Reproduce verbatim every line of the listing below, starting with the line that contains "Tag the white ceramic" and continuing through the final line of the listing, with both ends included.

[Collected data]

################

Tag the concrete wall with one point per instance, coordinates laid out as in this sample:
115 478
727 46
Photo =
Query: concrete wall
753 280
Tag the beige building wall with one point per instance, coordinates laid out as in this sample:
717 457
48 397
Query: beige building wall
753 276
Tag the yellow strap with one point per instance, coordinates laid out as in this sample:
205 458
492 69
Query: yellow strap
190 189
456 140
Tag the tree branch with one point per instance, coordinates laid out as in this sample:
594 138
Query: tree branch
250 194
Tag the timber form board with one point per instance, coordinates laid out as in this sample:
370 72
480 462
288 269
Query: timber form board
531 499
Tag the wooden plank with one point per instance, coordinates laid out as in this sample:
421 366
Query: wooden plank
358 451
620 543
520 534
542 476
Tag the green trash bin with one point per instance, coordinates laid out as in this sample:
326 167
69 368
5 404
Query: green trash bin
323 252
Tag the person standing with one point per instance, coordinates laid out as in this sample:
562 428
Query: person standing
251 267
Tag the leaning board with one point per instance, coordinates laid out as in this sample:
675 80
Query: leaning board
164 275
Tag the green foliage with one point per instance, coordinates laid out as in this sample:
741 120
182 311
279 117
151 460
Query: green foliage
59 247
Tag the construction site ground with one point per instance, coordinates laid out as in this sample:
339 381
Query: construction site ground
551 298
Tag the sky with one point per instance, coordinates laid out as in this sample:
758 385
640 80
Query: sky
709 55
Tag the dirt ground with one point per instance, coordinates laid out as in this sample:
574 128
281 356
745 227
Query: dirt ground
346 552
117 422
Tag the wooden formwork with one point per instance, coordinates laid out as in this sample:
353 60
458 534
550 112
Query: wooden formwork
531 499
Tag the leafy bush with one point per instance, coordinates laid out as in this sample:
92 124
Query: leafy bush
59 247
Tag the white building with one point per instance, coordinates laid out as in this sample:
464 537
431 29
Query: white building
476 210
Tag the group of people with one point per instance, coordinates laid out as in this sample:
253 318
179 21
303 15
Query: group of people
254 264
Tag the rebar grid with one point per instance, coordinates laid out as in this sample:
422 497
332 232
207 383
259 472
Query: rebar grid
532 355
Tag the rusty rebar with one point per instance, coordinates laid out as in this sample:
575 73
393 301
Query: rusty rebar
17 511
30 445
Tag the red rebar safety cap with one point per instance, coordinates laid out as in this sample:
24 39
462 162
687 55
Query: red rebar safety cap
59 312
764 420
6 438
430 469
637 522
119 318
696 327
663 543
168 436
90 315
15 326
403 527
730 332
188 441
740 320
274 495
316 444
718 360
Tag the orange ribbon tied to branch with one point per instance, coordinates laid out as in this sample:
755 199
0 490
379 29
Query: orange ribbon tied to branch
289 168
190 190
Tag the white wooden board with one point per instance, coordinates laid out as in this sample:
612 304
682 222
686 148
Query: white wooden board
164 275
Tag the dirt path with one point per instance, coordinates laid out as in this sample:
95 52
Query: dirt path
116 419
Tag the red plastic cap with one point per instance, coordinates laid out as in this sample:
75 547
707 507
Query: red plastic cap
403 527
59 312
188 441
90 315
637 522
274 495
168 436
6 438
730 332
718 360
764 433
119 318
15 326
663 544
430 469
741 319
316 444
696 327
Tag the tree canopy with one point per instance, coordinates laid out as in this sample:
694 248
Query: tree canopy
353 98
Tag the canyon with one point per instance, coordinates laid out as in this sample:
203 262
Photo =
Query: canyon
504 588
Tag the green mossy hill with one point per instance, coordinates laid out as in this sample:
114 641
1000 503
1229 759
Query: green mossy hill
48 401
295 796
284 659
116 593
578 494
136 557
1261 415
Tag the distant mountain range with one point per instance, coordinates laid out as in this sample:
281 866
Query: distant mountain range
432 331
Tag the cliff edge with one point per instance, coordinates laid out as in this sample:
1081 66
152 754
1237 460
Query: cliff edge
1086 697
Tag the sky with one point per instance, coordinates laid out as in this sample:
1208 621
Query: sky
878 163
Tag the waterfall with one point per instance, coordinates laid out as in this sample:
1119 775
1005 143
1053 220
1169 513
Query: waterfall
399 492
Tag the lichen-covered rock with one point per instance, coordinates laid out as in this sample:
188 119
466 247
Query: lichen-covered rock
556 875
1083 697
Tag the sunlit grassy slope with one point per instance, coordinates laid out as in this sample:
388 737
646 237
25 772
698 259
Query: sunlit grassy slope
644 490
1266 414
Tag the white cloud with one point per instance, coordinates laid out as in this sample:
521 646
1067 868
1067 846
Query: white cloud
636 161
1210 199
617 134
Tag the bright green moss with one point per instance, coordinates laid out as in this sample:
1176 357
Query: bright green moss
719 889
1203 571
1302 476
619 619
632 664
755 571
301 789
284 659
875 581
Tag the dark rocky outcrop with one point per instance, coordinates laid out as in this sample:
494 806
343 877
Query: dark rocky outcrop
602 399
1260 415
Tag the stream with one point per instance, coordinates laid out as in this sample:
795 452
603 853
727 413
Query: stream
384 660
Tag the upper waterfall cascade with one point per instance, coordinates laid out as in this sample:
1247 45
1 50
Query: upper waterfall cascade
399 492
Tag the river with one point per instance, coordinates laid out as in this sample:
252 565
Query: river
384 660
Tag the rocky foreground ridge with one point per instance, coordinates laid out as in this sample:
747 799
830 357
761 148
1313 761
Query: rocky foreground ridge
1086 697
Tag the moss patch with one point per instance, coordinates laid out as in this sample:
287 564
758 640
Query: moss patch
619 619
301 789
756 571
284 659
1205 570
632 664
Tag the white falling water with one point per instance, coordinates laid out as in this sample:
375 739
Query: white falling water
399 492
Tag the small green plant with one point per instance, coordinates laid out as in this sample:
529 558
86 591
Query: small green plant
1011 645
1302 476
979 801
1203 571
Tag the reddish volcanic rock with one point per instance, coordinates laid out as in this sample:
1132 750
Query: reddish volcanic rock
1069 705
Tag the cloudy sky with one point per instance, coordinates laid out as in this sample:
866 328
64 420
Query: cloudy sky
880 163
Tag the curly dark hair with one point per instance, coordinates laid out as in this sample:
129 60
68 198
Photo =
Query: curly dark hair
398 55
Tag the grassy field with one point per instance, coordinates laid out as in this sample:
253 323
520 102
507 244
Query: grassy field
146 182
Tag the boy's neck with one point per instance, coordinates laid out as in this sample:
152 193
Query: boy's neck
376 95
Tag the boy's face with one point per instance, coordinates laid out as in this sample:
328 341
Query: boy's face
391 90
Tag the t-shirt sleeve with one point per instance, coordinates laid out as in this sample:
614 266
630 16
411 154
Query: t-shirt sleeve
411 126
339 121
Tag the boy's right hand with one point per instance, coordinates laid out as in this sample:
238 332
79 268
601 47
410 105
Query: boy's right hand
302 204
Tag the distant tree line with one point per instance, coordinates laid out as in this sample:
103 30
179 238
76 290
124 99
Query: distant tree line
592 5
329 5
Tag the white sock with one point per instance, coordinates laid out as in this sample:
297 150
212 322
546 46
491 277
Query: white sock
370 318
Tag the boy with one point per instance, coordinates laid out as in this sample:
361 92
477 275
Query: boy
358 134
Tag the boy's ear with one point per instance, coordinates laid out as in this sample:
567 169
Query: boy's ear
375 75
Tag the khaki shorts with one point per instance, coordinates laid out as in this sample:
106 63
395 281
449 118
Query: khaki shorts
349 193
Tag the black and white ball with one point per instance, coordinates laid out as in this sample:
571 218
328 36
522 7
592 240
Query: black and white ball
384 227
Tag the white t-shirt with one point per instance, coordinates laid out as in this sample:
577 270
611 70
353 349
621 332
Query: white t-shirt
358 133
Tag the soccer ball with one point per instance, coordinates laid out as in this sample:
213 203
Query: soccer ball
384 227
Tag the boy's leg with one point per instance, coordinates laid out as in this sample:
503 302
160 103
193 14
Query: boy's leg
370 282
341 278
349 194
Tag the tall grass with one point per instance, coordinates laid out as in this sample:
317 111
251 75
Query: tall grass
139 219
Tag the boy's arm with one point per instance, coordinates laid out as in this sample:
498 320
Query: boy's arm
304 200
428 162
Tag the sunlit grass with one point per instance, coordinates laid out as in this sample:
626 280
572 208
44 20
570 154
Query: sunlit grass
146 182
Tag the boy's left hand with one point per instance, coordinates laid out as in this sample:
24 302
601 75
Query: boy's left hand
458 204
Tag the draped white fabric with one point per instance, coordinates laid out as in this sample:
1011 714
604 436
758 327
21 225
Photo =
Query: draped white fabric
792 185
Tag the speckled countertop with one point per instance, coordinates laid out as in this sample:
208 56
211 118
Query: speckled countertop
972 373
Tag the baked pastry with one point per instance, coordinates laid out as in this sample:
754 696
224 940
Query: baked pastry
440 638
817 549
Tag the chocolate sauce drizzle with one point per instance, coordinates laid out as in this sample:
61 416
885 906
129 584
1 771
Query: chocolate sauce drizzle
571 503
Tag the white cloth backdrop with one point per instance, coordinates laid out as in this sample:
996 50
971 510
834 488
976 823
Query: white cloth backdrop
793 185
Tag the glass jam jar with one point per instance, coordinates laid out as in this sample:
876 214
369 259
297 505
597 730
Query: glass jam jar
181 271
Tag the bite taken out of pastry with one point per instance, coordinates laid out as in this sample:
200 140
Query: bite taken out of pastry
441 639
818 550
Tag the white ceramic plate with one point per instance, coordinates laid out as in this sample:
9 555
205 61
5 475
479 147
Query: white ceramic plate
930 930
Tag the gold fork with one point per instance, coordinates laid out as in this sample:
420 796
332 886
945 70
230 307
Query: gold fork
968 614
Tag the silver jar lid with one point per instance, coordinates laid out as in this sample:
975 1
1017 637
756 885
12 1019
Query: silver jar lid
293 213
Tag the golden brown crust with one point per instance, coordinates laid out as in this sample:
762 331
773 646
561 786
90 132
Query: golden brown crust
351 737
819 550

################

**EXPECTED OUTPUT**
Tag the white ceramic plate with one point per instance, coordinates laid out as in this sample:
9 555
205 61
5 475
479 147
Query: white ceramic plate
930 930
Tag the gold fork with one point per instance, coordinates laid out as in this sample:
420 796
332 886
945 70
230 307
Query: gold fork
968 614
Tag the silver jar lid with one point per instance, coordinates laid out as in this sample:
975 1
1017 637
756 885
12 1019
Query: silver jar lid
293 213
Tag the golden brown crust with one point per instance, coordinates laid out as in this sample:
762 331
773 646
561 786
90 132
Query: golden brown crust
351 737
819 550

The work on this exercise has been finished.